WORK REQUIRED - Copy word for word everything in the research-interests text from "Current Research and" down to "of randomized trials.".

======== SELECTED TEXT ========

Current Research and Scholarly Interests
Dr. Kiernan’s research program focuses on two areas: (1) designing behavioral interventions to promote long-term weight-loss maintenance and lifestyle behavior change for high-risk subgroups; and (2) testing innovative methodological strategies to improve the design, delivery, and analysis of randomized trials.
Her intervention research challenges traditional approaches for the maintenance of health behaviors. Her NIH-funded weight-management intervention trials have clearly distinguished between skills for weight loss versus skills for weight-loss maintenance; identified a novel set of ‘stability skills’ for long-term weight-loss maintenance that explicitly optimize satisfaction of engaging in lifestyle behaviors thereby promoting subsequent adherence once intervention staff contact is removed; and reversed the typical sequence of acquiring maintenance skills to provide an early mastery experience of the stability skills prior to losing weight.
Dr. Kiernan’s methodological research includes integrating motivational interviewing techniques into interactive orientation sessions held prior to randomization to enhance participant engagement within randomized trials as well as experimentally testing and optimizing low-cost, broad-reach strategies to improve recruitment and retention of individuals from diverse racial/ethnic backgrounds and high-risk subgroups.
Dr. Kiernan directs the R01 Countdown Program for the Stanford University School of Medicine Office of Faculty Development and Diversity. This intensive grant writing program for junior faculty has generated over $125M in NIH funding across 14 different NIH Institutes to date. R01 Countdown handouts are available online: https://purl.stanford.edu/yy394gb6954.
Dr. Kiernan also teaches academic courses, skills workshops, and invited lectures on research methods, grant writing, and scientific writing at the Stanford University School of Medicine as well as numerous academic institutions and conferences across the country, including programs to increase the racial/ethnic diversity of faculty investigators in science.

======== INFORMATION GIVEN ========

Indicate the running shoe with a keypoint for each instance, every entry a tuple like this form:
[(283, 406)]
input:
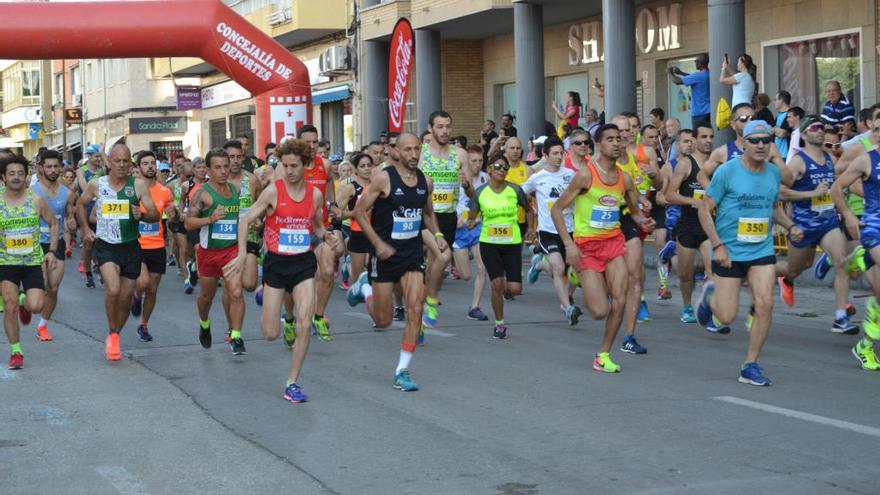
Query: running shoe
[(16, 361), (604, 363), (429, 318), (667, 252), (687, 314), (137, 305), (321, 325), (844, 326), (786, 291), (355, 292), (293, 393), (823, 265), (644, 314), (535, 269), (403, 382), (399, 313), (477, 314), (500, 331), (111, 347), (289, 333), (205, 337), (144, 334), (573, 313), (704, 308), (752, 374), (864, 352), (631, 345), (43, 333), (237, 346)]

========

ANSWER SECTION -
Current Research and Scholarly Interests
Dr. Kiernan’s research program focuses on two areas: (1) designing behavioral interventions to promote long-term weight-loss maintenance and lifestyle behavior change for high-risk subgroups; and (2) testing innovative methodological strategies to improve the design, delivery, and analysis of randomized trials.